--- Task ---
Leaving the pictures aside, return all of the data below exactly.

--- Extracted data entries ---
⁂

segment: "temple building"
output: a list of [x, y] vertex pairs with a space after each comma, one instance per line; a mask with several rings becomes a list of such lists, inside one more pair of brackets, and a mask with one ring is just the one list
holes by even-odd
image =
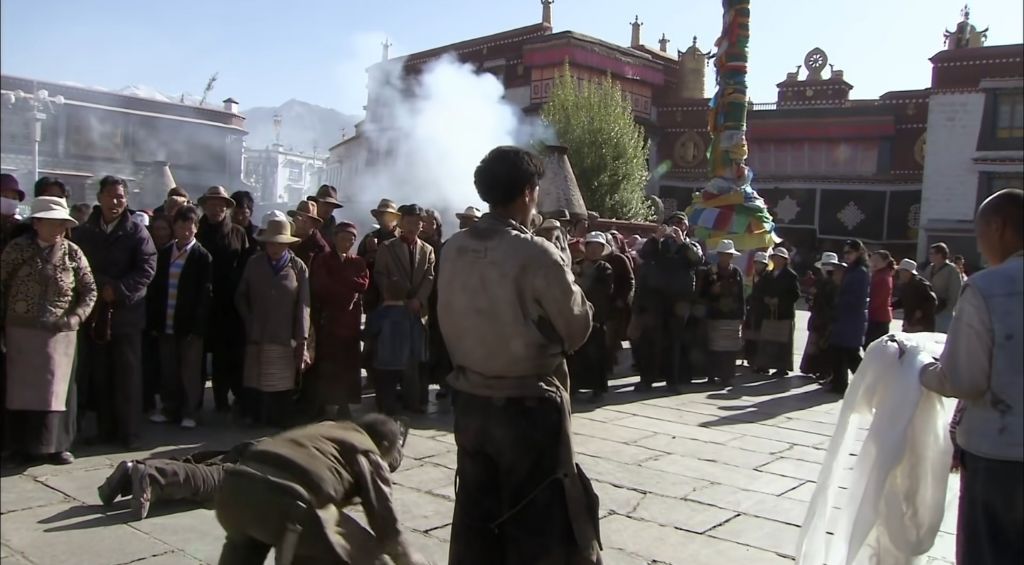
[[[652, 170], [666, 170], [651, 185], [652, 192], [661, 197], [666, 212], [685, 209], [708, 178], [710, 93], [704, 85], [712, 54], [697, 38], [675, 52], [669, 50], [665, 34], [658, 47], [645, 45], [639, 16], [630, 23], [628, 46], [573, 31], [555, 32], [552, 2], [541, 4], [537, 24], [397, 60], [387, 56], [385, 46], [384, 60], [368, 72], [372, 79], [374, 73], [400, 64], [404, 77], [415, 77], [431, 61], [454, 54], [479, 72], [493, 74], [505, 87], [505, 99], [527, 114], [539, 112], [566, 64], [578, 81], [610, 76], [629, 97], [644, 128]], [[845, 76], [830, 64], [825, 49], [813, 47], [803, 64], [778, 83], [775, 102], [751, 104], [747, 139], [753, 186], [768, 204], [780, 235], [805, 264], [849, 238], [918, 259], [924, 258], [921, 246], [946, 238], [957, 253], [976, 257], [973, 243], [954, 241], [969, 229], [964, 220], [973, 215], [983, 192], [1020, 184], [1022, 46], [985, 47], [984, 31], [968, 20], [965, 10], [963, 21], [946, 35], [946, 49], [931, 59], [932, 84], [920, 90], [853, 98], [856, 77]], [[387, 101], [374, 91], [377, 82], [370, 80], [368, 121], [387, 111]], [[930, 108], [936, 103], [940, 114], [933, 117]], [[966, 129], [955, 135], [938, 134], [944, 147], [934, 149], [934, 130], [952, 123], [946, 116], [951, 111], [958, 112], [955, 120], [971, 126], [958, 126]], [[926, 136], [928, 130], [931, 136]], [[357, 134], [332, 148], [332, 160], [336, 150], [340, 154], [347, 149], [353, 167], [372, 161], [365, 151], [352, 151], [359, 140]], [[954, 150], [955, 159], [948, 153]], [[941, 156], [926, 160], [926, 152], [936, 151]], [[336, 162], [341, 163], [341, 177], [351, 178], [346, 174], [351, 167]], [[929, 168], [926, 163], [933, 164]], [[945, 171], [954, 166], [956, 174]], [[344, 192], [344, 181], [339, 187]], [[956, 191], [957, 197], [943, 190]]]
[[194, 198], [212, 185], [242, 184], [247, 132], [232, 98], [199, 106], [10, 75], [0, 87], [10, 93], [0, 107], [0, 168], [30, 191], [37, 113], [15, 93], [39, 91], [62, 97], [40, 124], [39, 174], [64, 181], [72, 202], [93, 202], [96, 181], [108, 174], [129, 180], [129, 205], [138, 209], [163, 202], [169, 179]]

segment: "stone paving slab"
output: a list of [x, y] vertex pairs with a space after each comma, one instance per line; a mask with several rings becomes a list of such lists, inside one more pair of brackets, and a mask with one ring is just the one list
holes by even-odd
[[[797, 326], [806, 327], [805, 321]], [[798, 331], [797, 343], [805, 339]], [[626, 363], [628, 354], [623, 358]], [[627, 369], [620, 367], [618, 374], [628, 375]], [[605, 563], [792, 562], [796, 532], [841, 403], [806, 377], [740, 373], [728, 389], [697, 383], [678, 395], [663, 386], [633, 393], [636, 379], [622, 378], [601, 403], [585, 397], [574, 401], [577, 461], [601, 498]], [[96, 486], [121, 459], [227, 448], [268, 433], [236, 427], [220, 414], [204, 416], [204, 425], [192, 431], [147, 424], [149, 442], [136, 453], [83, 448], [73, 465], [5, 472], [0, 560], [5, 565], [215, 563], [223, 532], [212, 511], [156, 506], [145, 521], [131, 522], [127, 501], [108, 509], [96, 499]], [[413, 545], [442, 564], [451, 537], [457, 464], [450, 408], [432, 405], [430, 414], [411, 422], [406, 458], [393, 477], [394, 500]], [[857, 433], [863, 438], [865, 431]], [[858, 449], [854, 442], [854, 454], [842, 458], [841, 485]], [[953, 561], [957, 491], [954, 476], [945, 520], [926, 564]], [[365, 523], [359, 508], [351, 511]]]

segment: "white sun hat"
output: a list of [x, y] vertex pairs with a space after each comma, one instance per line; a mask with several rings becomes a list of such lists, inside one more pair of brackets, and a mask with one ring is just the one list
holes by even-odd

⁂

--- Written answer ---
segment: "temple building"
output: a list of [x, y] vertex pairs with a space after each comma, one instance per line; a mask with several rings becomes a list of such lists, inside one more pair of brackets, and a mask with one ring is just the one list
holes by even-odd
image =
[[[652, 170], [666, 170], [651, 185], [652, 192], [661, 197], [666, 212], [685, 209], [708, 178], [710, 93], [704, 85], [712, 54], [697, 38], [675, 52], [669, 50], [665, 34], [658, 47], [645, 45], [639, 16], [630, 23], [628, 46], [573, 31], [555, 32], [552, 2], [541, 4], [537, 24], [397, 60], [387, 56], [385, 46], [384, 60], [368, 72], [372, 79], [374, 73], [400, 64], [404, 77], [415, 77], [431, 61], [454, 54], [479, 72], [493, 74], [505, 87], [505, 99], [527, 114], [539, 112], [566, 64], [578, 81], [610, 76], [629, 97], [644, 128]], [[845, 76], [830, 64], [825, 49], [813, 47], [803, 64], [778, 83], [775, 102], [751, 104], [747, 139], [753, 186], [768, 204], [780, 235], [805, 264], [849, 238], [918, 259], [924, 258], [921, 246], [946, 238], [957, 253], [976, 257], [973, 243], [954, 241], [969, 229], [964, 220], [973, 215], [983, 192], [1020, 184], [1022, 46], [985, 47], [984, 31], [968, 20], [965, 10], [963, 21], [946, 35], [946, 49], [931, 59], [932, 84], [920, 90], [853, 98], [856, 77]], [[387, 101], [374, 91], [377, 82], [370, 80], [368, 121], [387, 111]], [[930, 108], [936, 103], [940, 114], [933, 117]], [[966, 129], [955, 135], [938, 134], [944, 147], [934, 149], [934, 130], [952, 123], [946, 116], [951, 111], [958, 112], [955, 120], [971, 126], [958, 126]], [[926, 136], [928, 130], [931, 136]], [[357, 134], [332, 148], [332, 160], [336, 150], [340, 154], [347, 149], [353, 167], [372, 161], [365, 151], [352, 151], [359, 140]], [[954, 150], [955, 159], [948, 153]], [[941, 156], [926, 160], [926, 152], [936, 151]], [[336, 162], [341, 163], [341, 177], [351, 178], [346, 174], [351, 167]], [[929, 168], [926, 163], [933, 164]], [[945, 171], [954, 166], [956, 174]], [[344, 192], [344, 181], [339, 187]], [[956, 191], [957, 197], [943, 190]]]
[[194, 198], [212, 185], [242, 184], [247, 132], [232, 98], [199, 106], [10, 75], [0, 87], [10, 93], [0, 107], [0, 168], [30, 191], [37, 113], [15, 93], [39, 91], [62, 97], [40, 124], [39, 174], [64, 181], [72, 202], [93, 202], [96, 181], [108, 174], [129, 180], [129, 205], [138, 209], [163, 202], [169, 179]]

segment: "stone paving slab"
output: a list of [x, y] vertex pairs with a space after each comma, one instance per line; a mask with several rings becomes a list of such lists, inside one more pair of brackets, and a mask with one ring is just the one list
holes by even-odd
[[[797, 326], [806, 327], [805, 321]], [[798, 331], [797, 343], [805, 339]], [[626, 363], [628, 354], [623, 358]], [[627, 369], [620, 367], [618, 374], [628, 375]], [[605, 563], [792, 562], [796, 532], [841, 403], [806, 377], [740, 373], [728, 389], [697, 383], [678, 395], [663, 386], [633, 393], [636, 379], [622, 378], [601, 403], [585, 397], [574, 401], [577, 461], [601, 498]], [[96, 486], [121, 459], [227, 448], [268, 433], [236, 427], [220, 414], [204, 416], [204, 425], [192, 431], [147, 424], [149, 442], [136, 453], [83, 448], [73, 465], [5, 472], [0, 560], [5, 565], [215, 563], [223, 532], [212, 511], [156, 506], [145, 521], [131, 522], [127, 501], [108, 509], [96, 499]], [[413, 545], [442, 564], [451, 537], [457, 464], [450, 408], [432, 405], [430, 414], [411, 422], [406, 458], [393, 477], [394, 500]], [[857, 433], [863, 438], [865, 431]], [[858, 449], [854, 442], [854, 454], [842, 458], [841, 485]], [[953, 561], [957, 491], [954, 476], [945, 520], [926, 564]], [[365, 523], [359, 508], [351, 511]]]

segment: "white sun hat"
output: a list of [x, y] vertex pairs with a space after each comma, one instance per line; a mask with several rings becomes a list of such lists, inside one more pair of brackets, and a mask with one ring is just the one list
holes by even-odd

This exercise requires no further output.